# [DOCUMENT TEXT]
** START **

Fortunately, extensions can sometimes be avoided, usually by doing more shifts (see Fingerings to Avoid Extensions). Below, we can see the same repertoire passage, but this time it is fingered to avoid the extensions.


Avoiding extensions is especially useful – and usually most easy – in slower, legato passages, where we really need a free loose vibrato (which is difficult when the hand is under tension). But in general the need for the extended position (major third hand  frame) is so frequent that it must be considered as an essential, basic and unavoidable element of Left Hand technique. Small-handed cellists especially, will need to dedicate a considerable amount of time and practice to stretch and strengthen their hand in order to be able to do these extensions comfortably.


In the Basic Extensions page we talked in detail about the two possible hand postures (“Violin” and “Doublebass”) for doing simple extensions (with one tone between first and second fingers). In the “violin” posture the first finger is strongly curled while the higher fingers are straighter (extending upwards). The “Doublebass” posture is quite the opposite: here it is the first finger which is straighter (extended backwards) while the higher fingers maintain their normal curvature.

In the Neck Region we need both postures. In the lower positions the fourth finger is too short to allow the “Violin” hand posture so we are obliged to use the “Bass” posture. In the higher neck positions the situation is however the exact opposite: here the “Bass” posture is ergonomically impossible so we are obliged to use the “Violin” posture. To illustrate this, try playing the following examples:

Somewhere along the ascending progression, the hand angle will need to change from “bass” to “violin” posture. And in the descending progression the change will be the opposite: back from “violin” to “bass” posture. In the ascending progression this postural change is made unavoidable because the side of the cello obstructs the forearm and hand from continuing their upwards trajectory in the “doublebass position”. This obstruction is most significant when we are playing on the higher strings because it is on those strings that our forearm and elbow are held the lowest. Because of that low elbow (which is necessary to enable us to play on the pads of our fingers), our arm hits the side of the cello as we go up the fingerboard (pitchwise) unless we either raise the elbow (very awkward for the playing fingers) or change the hand angle into the “violin position”. We can consider ourselves lucky that, just at that moment when the arm can go no further in the “bass position”, the distances between the fingers become small enough that we can, for the first time, reach the 1-4 major third with the hand in the “violin position”.

In the descending progression the change to “Bass” position is made obligatory by the fact that the fourth finger can no longer reach the major third interval from the first finger when the hand is in the “violin” position, especially when the fourth finger has to reach over to find that interval on a lower string.

Normally (depending on hand size, shape, and flexibility) this postural change will occur between the extended-up third position and the extended-back fifth position as shown in the following example.

** END **

# [ENTRIES]
** START **

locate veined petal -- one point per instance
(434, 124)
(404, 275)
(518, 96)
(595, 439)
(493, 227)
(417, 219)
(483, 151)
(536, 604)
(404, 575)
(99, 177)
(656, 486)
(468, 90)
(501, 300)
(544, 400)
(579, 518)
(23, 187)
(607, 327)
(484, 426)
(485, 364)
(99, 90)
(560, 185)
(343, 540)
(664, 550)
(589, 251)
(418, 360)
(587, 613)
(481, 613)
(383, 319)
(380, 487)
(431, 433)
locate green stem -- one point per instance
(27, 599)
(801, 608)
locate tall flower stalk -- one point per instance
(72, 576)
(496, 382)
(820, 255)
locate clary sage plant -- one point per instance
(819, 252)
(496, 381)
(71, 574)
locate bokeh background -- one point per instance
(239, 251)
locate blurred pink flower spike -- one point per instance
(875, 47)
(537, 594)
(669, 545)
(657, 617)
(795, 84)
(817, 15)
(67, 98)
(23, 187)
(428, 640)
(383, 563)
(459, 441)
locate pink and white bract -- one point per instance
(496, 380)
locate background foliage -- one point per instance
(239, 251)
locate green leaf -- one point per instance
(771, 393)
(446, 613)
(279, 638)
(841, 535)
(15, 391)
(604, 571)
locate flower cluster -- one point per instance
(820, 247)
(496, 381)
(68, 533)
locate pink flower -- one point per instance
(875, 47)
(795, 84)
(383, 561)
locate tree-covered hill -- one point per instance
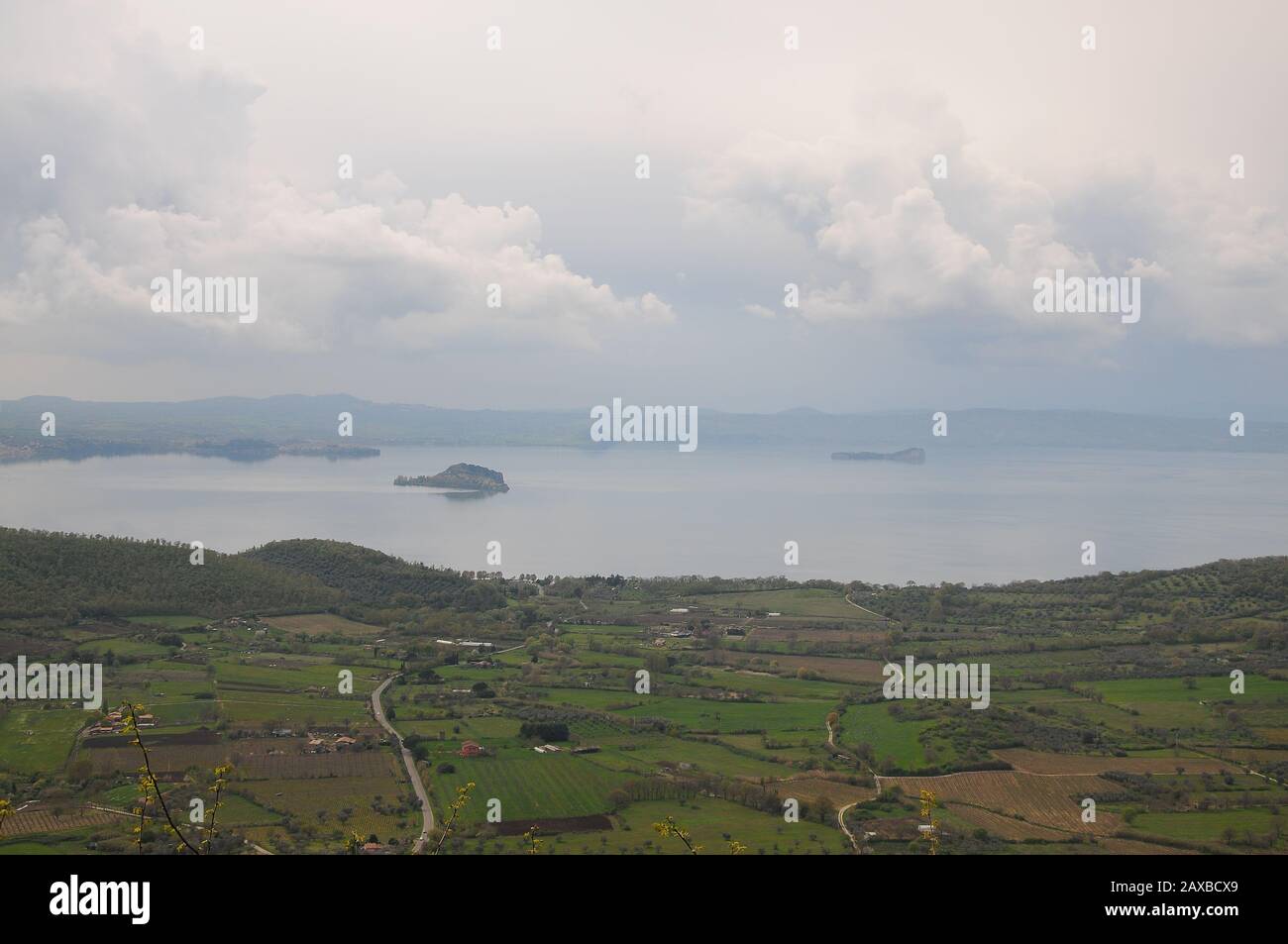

** END **

# [STATED GOAL 1]
Turn the paragraph of the cello text that begins "In the Neck Region we need both postures" into a short list that keeps its main facts.
# [STATED GOAL 2]
Edit the stretch of the cello text from "Avoiding extensions is" through "these extensions comfortably.", putting "relaxed" in place of "loose".
The records aren't used for any of this work.

# [CORRECT OUTPUT 1]
- The neck region calls for both hand postures.
- In the lower positions, the fourth finger is too short for the "Violin" posture, so the "Bass" posture must be used.
- In the higher neck positions, the "Bass" posture is ergonomically impossible, so the "Violin" posture must be used.

# [CORRECT OUTPUT 2]
Avoiding extensions is especially useful – and usually most easy – in slower, legato passages, where we really need a free relaxed vibrato (which is difficult when the hand is under tension). But in general the need for the extended position (major third hand  frame) is so frequent that it must be considered as an essential, basic and unavoidable element of Left Hand technique. Small-handed cellists especially, will need to dedicate a considerable amount of time and practice to stretch and strengthen their hand in order to be able to do these extensions comfortably.